*Data shown*.
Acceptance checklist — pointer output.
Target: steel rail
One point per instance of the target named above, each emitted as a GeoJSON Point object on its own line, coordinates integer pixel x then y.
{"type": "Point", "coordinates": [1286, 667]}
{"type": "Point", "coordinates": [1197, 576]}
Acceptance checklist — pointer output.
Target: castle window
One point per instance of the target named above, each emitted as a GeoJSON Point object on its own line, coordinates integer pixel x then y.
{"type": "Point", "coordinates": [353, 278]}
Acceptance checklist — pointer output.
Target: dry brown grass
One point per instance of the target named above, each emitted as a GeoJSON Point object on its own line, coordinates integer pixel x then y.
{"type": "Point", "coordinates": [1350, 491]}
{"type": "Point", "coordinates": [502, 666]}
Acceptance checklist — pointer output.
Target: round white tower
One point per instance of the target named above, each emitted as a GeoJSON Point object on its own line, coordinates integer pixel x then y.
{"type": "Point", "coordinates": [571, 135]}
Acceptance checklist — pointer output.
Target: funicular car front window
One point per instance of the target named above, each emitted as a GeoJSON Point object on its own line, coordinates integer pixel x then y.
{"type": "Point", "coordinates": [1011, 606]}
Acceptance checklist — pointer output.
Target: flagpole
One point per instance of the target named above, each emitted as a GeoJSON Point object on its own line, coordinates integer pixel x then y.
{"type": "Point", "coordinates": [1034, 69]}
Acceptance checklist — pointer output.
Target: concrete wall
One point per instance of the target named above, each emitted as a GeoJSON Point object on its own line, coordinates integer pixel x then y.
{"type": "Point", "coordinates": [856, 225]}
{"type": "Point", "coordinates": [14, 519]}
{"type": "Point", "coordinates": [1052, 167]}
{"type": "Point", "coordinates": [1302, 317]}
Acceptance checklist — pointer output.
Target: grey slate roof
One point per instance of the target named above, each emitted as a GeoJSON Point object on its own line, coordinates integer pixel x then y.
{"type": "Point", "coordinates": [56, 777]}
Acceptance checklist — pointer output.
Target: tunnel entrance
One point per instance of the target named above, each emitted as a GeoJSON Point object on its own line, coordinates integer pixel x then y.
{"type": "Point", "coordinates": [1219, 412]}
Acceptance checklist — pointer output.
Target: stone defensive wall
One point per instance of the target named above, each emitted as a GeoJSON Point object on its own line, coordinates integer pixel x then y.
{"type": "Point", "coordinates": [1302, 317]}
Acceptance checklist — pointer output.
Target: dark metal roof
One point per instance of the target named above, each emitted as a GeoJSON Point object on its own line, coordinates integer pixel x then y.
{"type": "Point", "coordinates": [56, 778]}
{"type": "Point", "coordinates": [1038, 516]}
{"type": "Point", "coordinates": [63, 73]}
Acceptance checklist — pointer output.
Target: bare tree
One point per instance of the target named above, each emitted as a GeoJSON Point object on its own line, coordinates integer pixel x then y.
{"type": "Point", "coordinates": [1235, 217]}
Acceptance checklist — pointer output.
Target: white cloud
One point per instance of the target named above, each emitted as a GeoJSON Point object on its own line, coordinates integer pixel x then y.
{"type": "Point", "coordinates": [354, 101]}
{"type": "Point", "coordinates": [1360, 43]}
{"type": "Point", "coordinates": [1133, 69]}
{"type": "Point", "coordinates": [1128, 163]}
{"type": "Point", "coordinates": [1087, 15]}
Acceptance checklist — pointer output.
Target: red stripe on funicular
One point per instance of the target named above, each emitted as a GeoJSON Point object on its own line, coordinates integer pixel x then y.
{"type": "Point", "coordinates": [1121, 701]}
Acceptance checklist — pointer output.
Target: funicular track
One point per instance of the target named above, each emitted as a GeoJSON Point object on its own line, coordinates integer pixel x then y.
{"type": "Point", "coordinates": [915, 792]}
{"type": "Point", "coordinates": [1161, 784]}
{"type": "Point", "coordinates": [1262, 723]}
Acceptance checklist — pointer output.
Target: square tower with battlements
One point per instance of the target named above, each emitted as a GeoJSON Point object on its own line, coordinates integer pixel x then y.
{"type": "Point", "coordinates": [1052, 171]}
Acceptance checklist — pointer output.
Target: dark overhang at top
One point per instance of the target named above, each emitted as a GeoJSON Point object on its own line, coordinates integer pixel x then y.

*Problem statement*. Extract the full listing above without alteration.

*Result of the exercise*.
Acceptance checklist — pointer output.
Target: steel rail
One point per instance of the target named above, each emitted as a GeoJSON Point object on its own line, coordinates integer pixel x then y.
{"type": "Point", "coordinates": [1286, 667]}
{"type": "Point", "coordinates": [1197, 576]}
Acceptance checklist — pointer output.
Target: castle window
One point per instance of the target named above, each emitted as a GeoJSON Point object on its own line, coordinates integer pixel x then y.
{"type": "Point", "coordinates": [353, 278]}
Acceptance checklist — pointer output.
Target: dry brown grass
One point per instance of the target named above, each emitted as a GeoJSON Point object on its own line, coordinates integer pixel x then y.
{"type": "Point", "coordinates": [1350, 491]}
{"type": "Point", "coordinates": [502, 666]}
Acceptance checklist — pointer output.
Target: round white tower
One point per instance of the target named above, each emitted as a GeoJSON Point object on its own line, coordinates integer pixel x then y.
{"type": "Point", "coordinates": [571, 135]}
Acceptance checklist — pointer output.
Target: funicular car front window
One point per instance of the target named above, each emitted as a GeoJSON Point object on its own line, coordinates integer pixel x then y.
{"type": "Point", "coordinates": [1011, 606]}
Acceptance checklist — pointer output.
Target: flagpole
One point per instance of the target named above, each emitted as a GeoJSON Point object on its own line, coordinates integer pixel x then y.
{"type": "Point", "coordinates": [1034, 69]}
Acceptance checklist — pointer output.
Target: concrete wall
One point per instance of the target named above, each emitted as a GeoJSON Point object on its own line, coordinates integer pixel x then y.
{"type": "Point", "coordinates": [856, 225]}
{"type": "Point", "coordinates": [14, 519]}
{"type": "Point", "coordinates": [1052, 167]}
{"type": "Point", "coordinates": [1302, 317]}
Acceptance checklist — pointer output.
Target: grey slate roof
One point per instance of the target named above, each emitted as a GeoJSON Point object on its own line, coordinates integer pixel x then y.
{"type": "Point", "coordinates": [56, 777]}
Acceptance checklist — pointer output.
Target: tunnel entrance
One point per instance of the target named above, each emitted as a GeoJSON Point object on its own line, coordinates integer pixel x then y.
{"type": "Point", "coordinates": [1219, 412]}
Acceptance checklist — pointer output.
Target: stone defensive wall
One point per instance of the target named above, each emitted as a GeoJSON Point object on its own line, coordinates integer pixel x then y.
{"type": "Point", "coordinates": [1302, 317]}
Acceptance checklist — pointer output.
Target: dark metal roof
One point per instance of the target named above, each emitted as a GeoJSON Point object on its own line, coordinates integer pixel x then y.
{"type": "Point", "coordinates": [56, 778]}
{"type": "Point", "coordinates": [1038, 516]}
{"type": "Point", "coordinates": [63, 73]}
Acceptance checklist — pointer output.
Target: bare tree
One point per instance of the target named above, each emitted as a GeoJSON Point object on its own line, coordinates integer pixel x then y.
{"type": "Point", "coordinates": [1235, 217]}
Acceptance checklist — pointer output.
Target: white cloud
One point per instance of the target named above, each emitted as a GeoJSON Point object on its own line, coordinates integer pixel x then y.
{"type": "Point", "coordinates": [354, 101]}
{"type": "Point", "coordinates": [1360, 43]}
{"type": "Point", "coordinates": [1133, 69]}
{"type": "Point", "coordinates": [1128, 163]}
{"type": "Point", "coordinates": [1087, 15]}
Acceptance checklist — pointer output.
Target: red stripe on funicular
One point per instance of the target named above, each emitted as a GeoJSON Point object on its own line, coordinates integer pixel x then y.
{"type": "Point", "coordinates": [1121, 701]}
Acceptance checklist — pointer output.
Target: funicular track
One point per instance of the target named above, each emitted as a GeoJSON Point object on its own line, coordinates integer pixel x then y.
{"type": "Point", "coordinates": [915, 792]}
{"type": "Point", "coordinates": [1161, 784]}
{"type": "Point", "coordinates": [1262, 723]}
Acceptance checklist — pointer output.
Target: square tower with battlements
One point per instance of the target named above, each emitted as a GeoJSON Point object on its own line, coordinates integer pixel x then y.
{"type": "Point", "coordinates": [1052, 171]}
Acceptance checklist — pointer output.
Target: dark overhang at top
One point per instance of the target named above, each emitted as a GeoJSON Point object on its own line, coordinates integer pixel x then y.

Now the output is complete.